What you will do:
Repeat, exactly and completely, the entries shown underneath.

Data records:
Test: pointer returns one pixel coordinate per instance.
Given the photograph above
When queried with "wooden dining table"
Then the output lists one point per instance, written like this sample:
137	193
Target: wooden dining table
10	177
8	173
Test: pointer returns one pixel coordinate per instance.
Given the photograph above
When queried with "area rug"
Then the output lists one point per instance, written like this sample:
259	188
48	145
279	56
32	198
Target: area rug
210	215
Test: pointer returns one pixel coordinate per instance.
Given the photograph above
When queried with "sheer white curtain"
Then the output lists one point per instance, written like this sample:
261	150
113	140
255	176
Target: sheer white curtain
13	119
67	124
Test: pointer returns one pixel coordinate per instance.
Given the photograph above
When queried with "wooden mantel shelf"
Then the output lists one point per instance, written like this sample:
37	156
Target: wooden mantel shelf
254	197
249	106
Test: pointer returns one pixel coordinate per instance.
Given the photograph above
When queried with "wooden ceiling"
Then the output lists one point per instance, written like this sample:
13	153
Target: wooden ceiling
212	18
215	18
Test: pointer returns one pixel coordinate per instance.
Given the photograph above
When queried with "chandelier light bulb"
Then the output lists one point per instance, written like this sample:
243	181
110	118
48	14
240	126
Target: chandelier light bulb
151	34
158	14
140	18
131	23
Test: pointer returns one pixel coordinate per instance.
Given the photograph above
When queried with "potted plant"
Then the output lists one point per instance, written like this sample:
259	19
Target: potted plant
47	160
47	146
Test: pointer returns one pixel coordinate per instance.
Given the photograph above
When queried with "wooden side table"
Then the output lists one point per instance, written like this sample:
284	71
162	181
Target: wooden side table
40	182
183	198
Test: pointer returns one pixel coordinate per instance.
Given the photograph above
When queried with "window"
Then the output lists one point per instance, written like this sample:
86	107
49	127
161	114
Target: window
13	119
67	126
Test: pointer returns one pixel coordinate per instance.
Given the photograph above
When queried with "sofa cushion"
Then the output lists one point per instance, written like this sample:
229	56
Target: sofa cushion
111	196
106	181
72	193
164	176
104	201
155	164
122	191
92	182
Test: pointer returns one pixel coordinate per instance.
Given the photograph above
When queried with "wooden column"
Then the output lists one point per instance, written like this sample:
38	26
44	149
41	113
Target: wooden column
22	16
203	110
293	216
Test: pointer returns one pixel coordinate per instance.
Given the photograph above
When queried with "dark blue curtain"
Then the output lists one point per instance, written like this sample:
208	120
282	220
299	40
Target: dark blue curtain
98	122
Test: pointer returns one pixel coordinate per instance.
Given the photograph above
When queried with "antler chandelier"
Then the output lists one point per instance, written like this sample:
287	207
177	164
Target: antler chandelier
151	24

Your response:
Test: pointer returns one pixel coordinate per instance.
Given the photograph above
When queried with "wooden dining table"
Then the output lists one point per instance, written like this sample:
137	193
Target: wooden dining table
10	177
8	173
Test: pointer returns one pixel coordinate per instance.
Given the photograph above
When queried with "area rug"
Then the output lists one point per instance, written like this sample:
259	188
48	145
279	56
32	198
Target: area rug
210	215
Test: pointer returns one pixel coordinate per instance.
Given the photograph above
When queried with "sheer white curtain"
Then the output lists one point per instance, written like this sample:
261	150
113	140
255	176
Target: sheer white curtain
13	119
67	124
Test: pointer returns one pixel coordinate per instance.
Given the photograph above
When queried with "wooden mantel shelf"
Then the output lists one point per instance, written like this sample:
37	156
Target: wooden mantel shelf
254	197
249	106
Test: pointer returns one pixel coordinate per instance.
Given the photograph above
When queried with "wooden ceiling"
Then the output lists one point per instance, written like this sample:
13	153
Target: wooden ceiling
212	18
215	18
Test: pointer returns one pixel coordinate per instance.
Given the photograph above
When queried with "chandelier light bulb"
Then the output lists one point per instance, written like this sample:
243	181
110	118
48	14
240	126
Target: chandelier light bulb
151	34
158	14
140	18
131	23
Test: pointer returns one pixel coordinate per instance.
Given the photograph above
When queried with "potted plant"
Then the output lists one point per instance, written like this sample:
259	19
Target: potted plant
47	160
47	146
Test: pointer returns one pixel coordinate per instance.
Given the photograph above
When queried with "wooden side table"
Then the output lists one point per instance, written like this sample:
284	71
162	181
Target: wooden side table
40	182
183	198
Test: pointer returns one pixel coordinate per instance.
Given the photograph above
When queried with "window"
Then the output lists one point per instance, written like this sample:
86	107
49	127
161	114
Target: window
13	119
67	126
Test: pointer returns one pixel coordinate per instance.
Given the photograph above
When queried with "sofa cushion"
Then the output lists one point per instance, written like this sample:
229	56
Target: sofa cushion
111	196
106	181
72	193
164	176
104	201
155	164
122	191
92	182
Test: pointer returns one pixel coordinate per instance.
Given the photograph above
When queried with "wooden column"
Then the output lists one point per instance, written like this sample:
38	26
44	149
41	113
Target: wooden column
22	16
203	110
293	216
Test: pointer returns one pixel coordinate per instance.
Given the photograph above
When queried with "dark blue curtain"
Then the output lists one point per instance, written like this sample:
208	120
282	220
299	40
Target: dark blue curtain
98	122
Test: pointer returns one pixel coordinate per instance.
Given the photograph above
When queried with "antler chandelier"
Then the output lists one point per instance, written like this sample:
287	207
177	164
Target: antler chandelier
151	24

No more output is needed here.